**Exercise directions:** Reproduce the rows below word for word, starting at the line that contains "Which region of this scan contains the green" and ending at the final line of the rows, both included.
________________________
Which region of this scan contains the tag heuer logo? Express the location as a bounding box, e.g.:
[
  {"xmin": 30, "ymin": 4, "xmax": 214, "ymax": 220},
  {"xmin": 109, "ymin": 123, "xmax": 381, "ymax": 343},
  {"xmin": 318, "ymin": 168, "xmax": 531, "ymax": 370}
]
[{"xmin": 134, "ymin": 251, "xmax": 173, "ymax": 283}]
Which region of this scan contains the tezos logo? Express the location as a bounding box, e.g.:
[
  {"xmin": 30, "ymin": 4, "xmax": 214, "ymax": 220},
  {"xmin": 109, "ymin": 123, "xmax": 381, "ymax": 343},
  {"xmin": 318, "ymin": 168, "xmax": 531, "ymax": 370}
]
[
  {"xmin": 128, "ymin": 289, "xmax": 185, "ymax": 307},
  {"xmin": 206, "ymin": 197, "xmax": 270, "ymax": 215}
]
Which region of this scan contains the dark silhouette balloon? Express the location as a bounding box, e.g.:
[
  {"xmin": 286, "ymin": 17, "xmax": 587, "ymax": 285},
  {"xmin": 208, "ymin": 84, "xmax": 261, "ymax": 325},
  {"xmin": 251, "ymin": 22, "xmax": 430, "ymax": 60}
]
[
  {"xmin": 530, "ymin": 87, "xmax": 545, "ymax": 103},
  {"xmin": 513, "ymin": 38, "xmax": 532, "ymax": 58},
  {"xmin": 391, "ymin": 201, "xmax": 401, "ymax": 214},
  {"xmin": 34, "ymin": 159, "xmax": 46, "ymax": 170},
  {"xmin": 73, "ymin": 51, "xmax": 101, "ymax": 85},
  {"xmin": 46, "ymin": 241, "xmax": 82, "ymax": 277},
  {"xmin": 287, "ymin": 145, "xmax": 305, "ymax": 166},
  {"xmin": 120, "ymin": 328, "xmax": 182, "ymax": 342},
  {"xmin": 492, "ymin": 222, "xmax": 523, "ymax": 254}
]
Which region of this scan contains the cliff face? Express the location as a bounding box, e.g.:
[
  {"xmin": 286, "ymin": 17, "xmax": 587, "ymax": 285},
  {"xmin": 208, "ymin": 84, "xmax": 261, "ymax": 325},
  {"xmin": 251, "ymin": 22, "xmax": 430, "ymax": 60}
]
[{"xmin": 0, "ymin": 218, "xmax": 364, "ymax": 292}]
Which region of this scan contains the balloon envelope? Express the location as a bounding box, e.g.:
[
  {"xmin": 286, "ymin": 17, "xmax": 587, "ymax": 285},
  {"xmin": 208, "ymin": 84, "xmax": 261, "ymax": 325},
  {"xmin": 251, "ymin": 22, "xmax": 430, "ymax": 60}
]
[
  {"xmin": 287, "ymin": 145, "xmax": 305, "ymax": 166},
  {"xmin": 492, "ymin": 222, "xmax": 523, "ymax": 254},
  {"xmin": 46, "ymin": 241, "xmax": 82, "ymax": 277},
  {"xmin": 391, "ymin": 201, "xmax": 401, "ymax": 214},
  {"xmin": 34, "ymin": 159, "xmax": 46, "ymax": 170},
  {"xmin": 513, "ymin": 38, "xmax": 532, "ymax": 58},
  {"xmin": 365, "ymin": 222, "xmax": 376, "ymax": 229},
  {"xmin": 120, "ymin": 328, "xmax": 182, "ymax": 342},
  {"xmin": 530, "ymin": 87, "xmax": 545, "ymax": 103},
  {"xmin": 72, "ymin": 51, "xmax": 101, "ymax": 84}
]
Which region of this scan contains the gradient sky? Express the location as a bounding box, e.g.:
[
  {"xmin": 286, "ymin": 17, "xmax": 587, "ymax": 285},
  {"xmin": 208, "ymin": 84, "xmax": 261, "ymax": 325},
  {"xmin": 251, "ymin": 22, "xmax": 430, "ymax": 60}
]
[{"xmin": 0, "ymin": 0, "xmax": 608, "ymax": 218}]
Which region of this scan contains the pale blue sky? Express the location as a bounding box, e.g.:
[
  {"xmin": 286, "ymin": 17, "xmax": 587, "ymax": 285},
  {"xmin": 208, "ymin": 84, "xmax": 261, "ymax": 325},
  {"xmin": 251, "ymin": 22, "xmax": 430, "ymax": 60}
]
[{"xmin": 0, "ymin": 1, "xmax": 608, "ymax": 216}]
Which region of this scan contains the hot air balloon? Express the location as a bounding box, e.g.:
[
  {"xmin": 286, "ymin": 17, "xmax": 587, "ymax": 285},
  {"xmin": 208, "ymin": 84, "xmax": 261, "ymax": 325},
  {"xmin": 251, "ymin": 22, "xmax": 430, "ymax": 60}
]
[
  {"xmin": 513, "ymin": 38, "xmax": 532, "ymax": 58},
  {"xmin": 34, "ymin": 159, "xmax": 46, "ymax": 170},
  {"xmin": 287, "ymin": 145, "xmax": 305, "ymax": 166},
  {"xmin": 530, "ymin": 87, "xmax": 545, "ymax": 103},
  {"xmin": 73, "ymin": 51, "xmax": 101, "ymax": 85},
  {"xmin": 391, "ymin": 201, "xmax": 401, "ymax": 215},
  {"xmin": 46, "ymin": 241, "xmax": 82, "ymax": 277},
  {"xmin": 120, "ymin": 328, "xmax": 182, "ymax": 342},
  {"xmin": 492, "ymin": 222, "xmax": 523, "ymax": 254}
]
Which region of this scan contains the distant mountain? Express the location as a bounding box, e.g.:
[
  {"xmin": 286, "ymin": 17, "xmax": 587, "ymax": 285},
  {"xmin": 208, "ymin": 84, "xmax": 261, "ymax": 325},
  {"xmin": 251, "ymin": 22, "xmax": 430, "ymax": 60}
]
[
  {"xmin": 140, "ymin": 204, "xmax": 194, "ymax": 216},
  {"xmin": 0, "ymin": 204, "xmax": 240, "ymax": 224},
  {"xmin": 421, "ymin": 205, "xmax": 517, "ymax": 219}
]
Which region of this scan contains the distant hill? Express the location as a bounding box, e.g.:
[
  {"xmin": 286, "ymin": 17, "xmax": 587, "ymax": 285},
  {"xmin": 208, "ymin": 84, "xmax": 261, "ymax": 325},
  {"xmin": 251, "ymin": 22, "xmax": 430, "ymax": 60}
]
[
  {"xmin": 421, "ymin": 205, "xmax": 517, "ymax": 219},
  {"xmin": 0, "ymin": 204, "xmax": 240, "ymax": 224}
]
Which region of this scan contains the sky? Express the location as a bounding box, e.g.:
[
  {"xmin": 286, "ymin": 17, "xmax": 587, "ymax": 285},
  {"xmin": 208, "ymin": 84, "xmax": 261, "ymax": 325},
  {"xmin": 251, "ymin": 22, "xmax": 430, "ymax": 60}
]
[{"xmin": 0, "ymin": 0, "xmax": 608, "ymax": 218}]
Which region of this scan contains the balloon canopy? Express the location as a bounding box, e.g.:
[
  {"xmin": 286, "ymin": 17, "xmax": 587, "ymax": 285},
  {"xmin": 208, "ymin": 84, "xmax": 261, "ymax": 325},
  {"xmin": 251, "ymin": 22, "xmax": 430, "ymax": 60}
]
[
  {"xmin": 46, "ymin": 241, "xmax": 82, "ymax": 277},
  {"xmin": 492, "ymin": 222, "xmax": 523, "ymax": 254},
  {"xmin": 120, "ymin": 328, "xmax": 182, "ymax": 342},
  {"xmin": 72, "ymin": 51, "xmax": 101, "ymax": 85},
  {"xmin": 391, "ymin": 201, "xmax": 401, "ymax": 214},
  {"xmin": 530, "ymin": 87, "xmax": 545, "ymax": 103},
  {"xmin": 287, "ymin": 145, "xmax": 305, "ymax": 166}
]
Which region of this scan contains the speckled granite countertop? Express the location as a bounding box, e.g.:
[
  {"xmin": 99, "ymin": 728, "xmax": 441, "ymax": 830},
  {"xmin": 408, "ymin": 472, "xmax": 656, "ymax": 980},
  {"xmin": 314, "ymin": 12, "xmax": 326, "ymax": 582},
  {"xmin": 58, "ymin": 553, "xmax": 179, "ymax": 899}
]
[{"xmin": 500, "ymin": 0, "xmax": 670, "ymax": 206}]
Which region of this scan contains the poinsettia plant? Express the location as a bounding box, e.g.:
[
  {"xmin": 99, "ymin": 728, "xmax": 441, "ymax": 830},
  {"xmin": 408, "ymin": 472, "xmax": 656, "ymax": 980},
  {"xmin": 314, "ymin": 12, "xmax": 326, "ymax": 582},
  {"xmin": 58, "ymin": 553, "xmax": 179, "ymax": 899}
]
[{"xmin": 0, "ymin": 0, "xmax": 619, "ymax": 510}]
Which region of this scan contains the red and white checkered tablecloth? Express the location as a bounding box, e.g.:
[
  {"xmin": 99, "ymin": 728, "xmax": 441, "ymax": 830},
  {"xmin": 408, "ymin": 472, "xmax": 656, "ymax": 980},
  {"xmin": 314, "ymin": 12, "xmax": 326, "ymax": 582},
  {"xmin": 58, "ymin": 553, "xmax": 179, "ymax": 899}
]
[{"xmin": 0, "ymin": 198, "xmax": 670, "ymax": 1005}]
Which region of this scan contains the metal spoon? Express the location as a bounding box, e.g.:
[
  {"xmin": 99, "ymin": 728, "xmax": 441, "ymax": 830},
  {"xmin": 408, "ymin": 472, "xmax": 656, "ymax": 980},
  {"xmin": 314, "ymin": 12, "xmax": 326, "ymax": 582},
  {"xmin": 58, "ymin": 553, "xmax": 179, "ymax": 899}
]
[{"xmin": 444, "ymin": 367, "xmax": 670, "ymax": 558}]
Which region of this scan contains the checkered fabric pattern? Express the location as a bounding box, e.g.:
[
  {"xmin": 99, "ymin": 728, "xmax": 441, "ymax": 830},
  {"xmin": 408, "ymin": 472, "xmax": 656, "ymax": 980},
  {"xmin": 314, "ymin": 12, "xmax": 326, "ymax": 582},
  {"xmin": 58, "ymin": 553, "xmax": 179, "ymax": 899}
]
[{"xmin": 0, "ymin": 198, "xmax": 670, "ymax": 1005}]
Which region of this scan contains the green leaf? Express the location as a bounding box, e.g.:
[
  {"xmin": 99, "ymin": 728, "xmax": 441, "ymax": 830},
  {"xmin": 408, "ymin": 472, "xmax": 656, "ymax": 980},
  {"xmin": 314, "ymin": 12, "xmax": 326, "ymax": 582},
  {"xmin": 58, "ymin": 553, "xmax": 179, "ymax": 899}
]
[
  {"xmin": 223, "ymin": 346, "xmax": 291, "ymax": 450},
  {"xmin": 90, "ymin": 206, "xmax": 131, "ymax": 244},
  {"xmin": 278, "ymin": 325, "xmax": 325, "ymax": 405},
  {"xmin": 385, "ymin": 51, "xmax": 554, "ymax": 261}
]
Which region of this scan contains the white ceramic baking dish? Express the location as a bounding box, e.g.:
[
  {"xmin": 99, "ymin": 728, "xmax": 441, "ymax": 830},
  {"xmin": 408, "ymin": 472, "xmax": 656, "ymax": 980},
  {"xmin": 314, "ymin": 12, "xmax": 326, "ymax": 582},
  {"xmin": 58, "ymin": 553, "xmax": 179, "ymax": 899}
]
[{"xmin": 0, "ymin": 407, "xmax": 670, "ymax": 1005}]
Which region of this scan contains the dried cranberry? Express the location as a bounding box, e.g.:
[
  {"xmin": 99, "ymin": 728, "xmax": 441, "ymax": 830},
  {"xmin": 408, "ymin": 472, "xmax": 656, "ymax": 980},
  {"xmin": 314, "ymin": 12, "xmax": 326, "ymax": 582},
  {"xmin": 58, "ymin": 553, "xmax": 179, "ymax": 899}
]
________________________
**Task result:**
Which region of this scan contains the green leaf? Express the location as a bounding box, e.g.:
[
  {"xmin": 99, "ymin": 728, "xmax": 441, "ymax": 830},
  {"xmin": 408, "ymin": 472, "xmax": 656, "ymax": 980},
  {"xmin": 314, "ymin": 12, "xmax": 326, "ymax": 582},
  {"xmin": 58, "ymin": 553, "xmax": 179, "ymax": 899}
]
[
  {"xmin": 223, "ymin": 346, "xmax": 291, "ymax": 450},
  {"xmin": 90, "ymin": 206, "xmax": 131, "ymax": 244},
  {"xmin": 278, "ymin": 325, "xmax": 325, "ymax": 405},
  {"xmin": 385, "ymin": 51, "xmax": 554, "ymax": 261}
]
Which region of this scan contains the white ceramic baking dish? Express the location as a bounding box, e.g.:
[
  {"xmin": 99, "ymin": 728, "xmax": 441, "ymax": 830},
  {"xmin": 408, "ymin": 472, "xmax": 656, "ymax": 980},
  {"xmin": 314, "ymin": 12, "xmax": 326, "ymax": 582},
  {"xmin": 58, "ymin": 553, "xmax": 179, "ymax": 899}
]
[{"xmin": 0, "ymin": 407, "xmax": 670, "ymax": 1005}]
Which region of this scan contains the dried cranberry? Express the location as a bounding box, e.g.:
[
  {"xmin": 99, "ymin": 728, "xmax": 441, "ymax": 830},
  {"xmin": 408, "ymin": 472, "xmax": 656, "ymax": 980},
  {"xmin": 314, "ymin": 12, "xmax": 326, "ymax": 582},
  {"xmin": 58, "ymin": 553, "xmax": 179, "ymax": 899}
]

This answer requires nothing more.